# Teaching dog to walk on treadmill- should i?



## sprzybyl (May 15, 2008)

I just bought a treadmill because its been a pretty messy winter so far (first winter in this house!) and I'm really looking forward to having one at home!

I'm wondering how everyone feels about exercising your dog on it? Any experience with it? Can it harm the treadmill? (i paid a lot for mine since I'm an avid runner)

I wouldn't stop walking riley 2x a day but I think it would be something to mix it up for her and do a couple times a week.

any thoughts appreciated


----------



## nathalie1977 (Sep 4, 2006)

A lot of people do this for conditioning their dogs, and I myself am curious about how to train for it.


----------



## Sherush (Jan 12, 2008)

I am curious as well we have a treadmill here in the basement (never gets used, got it free) and would love to train Jesse to use it as well, during winter, he gets to swim in the summer in the pool.


----------



## sprzybyl (May 15, 2008)

you see cesear milan do it all the time on his show, and since he is still doing it I've got to assume that its somewhat safe (with proper supervision/ training). 

My mom has a treadmill and when i've been on it at her house, riley comes up to me like "HI MOM! WHAT ARE YOU DOING?" and tries to paw at me or sniff my moving legs... of course while i'm running fast. So at the very least I am going to have to teach her not to bother me while i'm on it. (could be disasterous for all of us!)


----------



## GunnerJones (Jul 30, 2005)

> Originally Posted By: sprzybylI just bought a treadmill because its been a pretty messy winter so far (first winter in this house!) and I'm really looking forward to having one at home!
> 
> I'm wondering how everyone feels about exercising your dog on it? Any experience with it? Can it harm the treadmill? (i paid a lot for mine since I'm an avid runner)
> 
> ...


Its popular the dog fighting crowds to prevent undo attention to themselves


----------



## ahlamarana (Sep 22, 2008)

Both my dogs know how to walk on the treadmill (kind of a parlor trick), but I actually have had to use it to exercise my male this winter (he is missing hair on his ears due to allergies and I am concerned about frostbite). He walks on it for a mile twice a day if the temp is below 20 degrees or so outside. It is definitely no substitute for the sights and excitement of walking outside, but as a temporary measure it has been a lifesaver for taking the edge off. It doesn't seem to have harmed the treadmill at all, aside from doggie drool sprayed all over it.

I found the easiest way to start the dogs on the treadmill was to turn it on low speed, have a person at the front with treats to lure (and to prevent the dog from bailing off the front), and I would hold the dog on leash and walk him onto it. After doing this a couple of times, the dog would walk on by himself with no collar/leash, and I would stand at the front and give treats intermittently.


----------



## sprzybyl (May 15, 2008)

──────────

» **CHALLENGE A**: Copy the treadmill thread word for word, everything from "I found the" down to "give treats intermittently.".
» **CHALLENGE B**: Continue the treadmill thread from the point where it stops.

» **DATASET SECTION**:

──────────

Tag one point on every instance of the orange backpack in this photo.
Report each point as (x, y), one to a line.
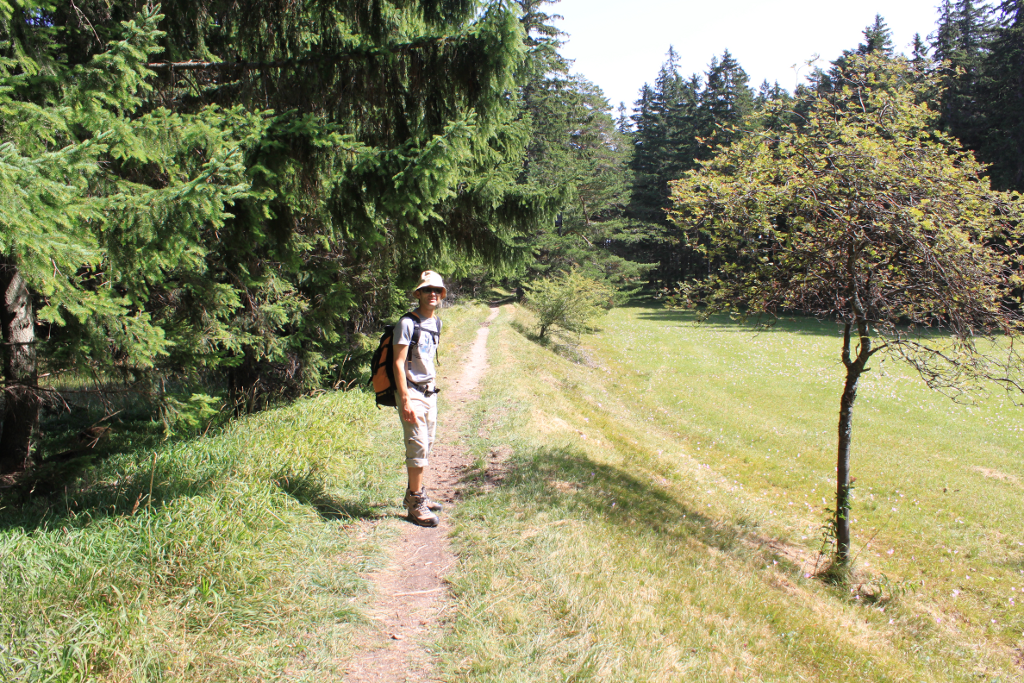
(382, 365)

──────────

» **EXERCISE RESPONSE A**:
I found the easiest way to start the dogs on the treadmill was to turn it on low speed, have a person at the front with treats to lure (and to prevent the dog from bailing off the front), and I would hold the dog on leash and walk him onto it. After doing this a couple of times, the dog would walk on by himself with no collar/leash, and I would stand at the front and give treats intermittently.

» **EXERCISE RESPONSE B**:
Thanks Sarah! Thanks helpful to hear! Hope your make gets better... and don't worry i think my treadmill will be covered mostly in my "drool" (lol) because I sweat alot lol


----------



## LedZep (May 4, 2008)

I've gotten Kuno to semi-walk on the treadmill. He will walk his front legs on it while the back legs stand on the floor. We're working on that...

I agree on the method described by ahlamarana.


----------



## sprzybyl (May 15, 2008)

LOL that's a funny visual. My treadmill won't be delivered until the 22nd so I have plenty of time to read up on it.


----------



## kelso (Jan 22, 2007)

We did this last winter sortof for fun and with all the bad weather.
They caught on pretty quick starting on a low speed and using a treat (basically the exact same way that was desribed above).
Not something we do all the time, and have not even done it in awhile (I like that they make me go outside!! ) and of course be careful, but they seemed to enjoy it, or at least not mind it.


----------



## phgsd (Jun 6, 2004)

I use a treadmill occasionally, especially when I was conditioning one dog for her AD. The roads here are extremely rough, and cut up her paws quickly, so I couldn't really do roadwork. I had to drive to a park where there was a dirt path...so it was a lot easier to just use the treadmill.

Basically when I teach a dog to run on the treadmill, I have a leash and collar on. I put them on the treadmill, and turn it on at low speed. I keep the leash tight so they can't bail off either side, and they might scramble for a few seconds but then they quickly figure it out.


----------



## Prize (Feb 5, 2009)

I've thought about this too, it seems like a good idea, but do you think that the dog's nails might ruin the treadmill surface??


----------



## sprzybyl (May 15, 2008)

That was my original concern, as well. I keep riley's nails fairly trimmed, but I will probably have to do a better job or put her booties on.


----------



## elly1210 (Jan 4, 2009)

Cabela my min pin walks on the treadmill but Sonny is too big (we have a smaller one), it is the best exercise when you can't get out and walk.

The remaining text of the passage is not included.